## TASK BRIEF
Read through the material below and copy each line in which the word "yoga" occurs.

## DATA FOR THE TASK
───

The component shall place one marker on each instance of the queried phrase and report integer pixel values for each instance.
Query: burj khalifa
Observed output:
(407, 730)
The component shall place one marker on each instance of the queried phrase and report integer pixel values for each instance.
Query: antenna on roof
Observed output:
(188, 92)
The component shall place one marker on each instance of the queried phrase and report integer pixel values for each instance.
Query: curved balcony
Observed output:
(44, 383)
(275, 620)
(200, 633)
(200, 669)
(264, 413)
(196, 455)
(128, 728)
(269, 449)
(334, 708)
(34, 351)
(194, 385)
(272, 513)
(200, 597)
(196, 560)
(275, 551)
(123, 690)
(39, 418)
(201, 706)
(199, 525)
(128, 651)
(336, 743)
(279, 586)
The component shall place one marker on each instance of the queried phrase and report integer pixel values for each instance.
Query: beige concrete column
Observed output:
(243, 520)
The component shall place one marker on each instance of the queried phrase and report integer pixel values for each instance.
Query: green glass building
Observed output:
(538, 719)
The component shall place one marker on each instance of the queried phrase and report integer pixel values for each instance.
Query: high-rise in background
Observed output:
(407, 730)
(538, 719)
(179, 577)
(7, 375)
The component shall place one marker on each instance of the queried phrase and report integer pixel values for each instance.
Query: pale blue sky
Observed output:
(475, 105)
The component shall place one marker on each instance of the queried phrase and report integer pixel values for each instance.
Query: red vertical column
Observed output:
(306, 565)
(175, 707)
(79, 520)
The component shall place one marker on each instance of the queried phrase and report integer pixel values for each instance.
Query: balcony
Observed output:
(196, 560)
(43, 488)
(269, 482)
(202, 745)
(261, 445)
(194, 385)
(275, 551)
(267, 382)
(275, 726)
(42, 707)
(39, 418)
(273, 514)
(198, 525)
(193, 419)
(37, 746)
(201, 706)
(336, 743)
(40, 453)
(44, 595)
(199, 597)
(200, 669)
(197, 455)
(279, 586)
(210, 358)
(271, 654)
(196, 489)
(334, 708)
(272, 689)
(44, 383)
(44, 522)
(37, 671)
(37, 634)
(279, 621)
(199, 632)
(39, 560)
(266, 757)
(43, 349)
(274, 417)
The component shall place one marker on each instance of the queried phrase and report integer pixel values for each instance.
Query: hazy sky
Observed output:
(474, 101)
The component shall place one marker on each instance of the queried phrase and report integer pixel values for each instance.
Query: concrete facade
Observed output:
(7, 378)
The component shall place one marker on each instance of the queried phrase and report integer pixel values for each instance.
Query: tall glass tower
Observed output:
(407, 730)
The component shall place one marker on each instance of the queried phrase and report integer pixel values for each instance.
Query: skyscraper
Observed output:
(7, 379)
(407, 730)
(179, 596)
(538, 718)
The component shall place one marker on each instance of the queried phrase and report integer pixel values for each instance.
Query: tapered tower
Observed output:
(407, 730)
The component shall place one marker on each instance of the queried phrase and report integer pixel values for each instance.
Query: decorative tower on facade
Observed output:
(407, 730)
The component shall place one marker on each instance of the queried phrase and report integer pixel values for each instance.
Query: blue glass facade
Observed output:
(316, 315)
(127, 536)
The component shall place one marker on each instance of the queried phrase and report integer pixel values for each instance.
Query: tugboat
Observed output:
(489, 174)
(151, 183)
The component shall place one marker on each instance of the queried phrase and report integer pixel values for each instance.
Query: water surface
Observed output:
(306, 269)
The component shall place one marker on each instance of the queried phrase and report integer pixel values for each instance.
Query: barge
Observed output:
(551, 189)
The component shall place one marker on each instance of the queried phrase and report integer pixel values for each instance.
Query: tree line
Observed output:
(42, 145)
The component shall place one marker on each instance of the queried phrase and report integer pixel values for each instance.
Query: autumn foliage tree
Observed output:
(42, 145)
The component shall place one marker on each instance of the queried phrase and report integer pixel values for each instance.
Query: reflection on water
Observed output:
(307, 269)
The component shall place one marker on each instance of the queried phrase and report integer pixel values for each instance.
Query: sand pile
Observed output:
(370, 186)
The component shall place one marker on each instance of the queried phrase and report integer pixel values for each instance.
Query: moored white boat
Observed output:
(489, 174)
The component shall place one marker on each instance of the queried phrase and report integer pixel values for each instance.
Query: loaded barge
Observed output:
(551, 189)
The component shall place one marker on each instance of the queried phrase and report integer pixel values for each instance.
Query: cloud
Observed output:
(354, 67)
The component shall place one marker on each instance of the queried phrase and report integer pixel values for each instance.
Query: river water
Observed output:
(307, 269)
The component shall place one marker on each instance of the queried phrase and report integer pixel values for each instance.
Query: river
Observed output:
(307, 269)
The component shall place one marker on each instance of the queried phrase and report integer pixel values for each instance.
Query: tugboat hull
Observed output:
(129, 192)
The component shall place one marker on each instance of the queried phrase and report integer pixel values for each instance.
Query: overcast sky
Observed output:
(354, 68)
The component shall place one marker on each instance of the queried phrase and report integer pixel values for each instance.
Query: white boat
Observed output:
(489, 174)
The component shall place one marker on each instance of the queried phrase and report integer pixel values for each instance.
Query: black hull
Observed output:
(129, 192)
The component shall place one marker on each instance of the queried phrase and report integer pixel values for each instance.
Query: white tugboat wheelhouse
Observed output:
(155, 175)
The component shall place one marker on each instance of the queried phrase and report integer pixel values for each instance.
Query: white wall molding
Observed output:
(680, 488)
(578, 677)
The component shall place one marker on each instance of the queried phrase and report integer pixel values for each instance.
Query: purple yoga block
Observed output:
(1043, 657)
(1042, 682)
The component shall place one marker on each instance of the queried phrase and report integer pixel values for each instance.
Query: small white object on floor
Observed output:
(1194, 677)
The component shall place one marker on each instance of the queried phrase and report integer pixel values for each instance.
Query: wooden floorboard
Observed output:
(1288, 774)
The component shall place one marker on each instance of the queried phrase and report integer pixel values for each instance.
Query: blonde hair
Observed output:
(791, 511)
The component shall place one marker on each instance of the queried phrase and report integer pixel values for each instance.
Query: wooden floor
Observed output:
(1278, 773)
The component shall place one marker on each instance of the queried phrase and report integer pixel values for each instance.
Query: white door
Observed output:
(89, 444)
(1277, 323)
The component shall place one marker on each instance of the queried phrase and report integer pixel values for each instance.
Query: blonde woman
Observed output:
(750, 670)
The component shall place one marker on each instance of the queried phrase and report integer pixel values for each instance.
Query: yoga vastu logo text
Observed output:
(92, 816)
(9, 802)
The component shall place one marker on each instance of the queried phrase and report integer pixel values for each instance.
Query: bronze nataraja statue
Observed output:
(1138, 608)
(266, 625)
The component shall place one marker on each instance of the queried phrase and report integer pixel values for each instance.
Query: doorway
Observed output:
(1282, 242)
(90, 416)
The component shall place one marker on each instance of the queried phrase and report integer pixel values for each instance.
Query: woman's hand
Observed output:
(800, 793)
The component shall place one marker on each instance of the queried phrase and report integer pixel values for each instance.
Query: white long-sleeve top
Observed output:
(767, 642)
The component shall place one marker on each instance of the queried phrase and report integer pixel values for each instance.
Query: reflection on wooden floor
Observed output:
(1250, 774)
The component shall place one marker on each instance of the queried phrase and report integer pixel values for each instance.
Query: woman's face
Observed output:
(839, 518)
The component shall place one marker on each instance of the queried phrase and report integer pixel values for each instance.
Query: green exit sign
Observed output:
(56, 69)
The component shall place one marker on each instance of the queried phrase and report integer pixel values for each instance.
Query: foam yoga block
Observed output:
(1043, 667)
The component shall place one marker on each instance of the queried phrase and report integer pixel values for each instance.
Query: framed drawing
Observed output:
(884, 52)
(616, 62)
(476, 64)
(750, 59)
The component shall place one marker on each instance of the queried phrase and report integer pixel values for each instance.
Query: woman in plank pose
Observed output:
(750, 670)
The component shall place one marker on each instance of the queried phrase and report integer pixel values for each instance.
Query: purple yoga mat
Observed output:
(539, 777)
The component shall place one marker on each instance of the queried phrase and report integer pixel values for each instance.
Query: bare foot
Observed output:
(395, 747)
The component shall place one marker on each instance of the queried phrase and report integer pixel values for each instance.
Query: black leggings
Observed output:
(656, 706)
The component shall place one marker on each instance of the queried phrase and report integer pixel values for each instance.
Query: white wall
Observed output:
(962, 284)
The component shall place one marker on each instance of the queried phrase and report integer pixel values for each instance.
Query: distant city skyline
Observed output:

───

## TASK RESULT
Query: purple yoga block
Query: yoga vastu logo text
Query: foam yoga block
Query: purple yoga mat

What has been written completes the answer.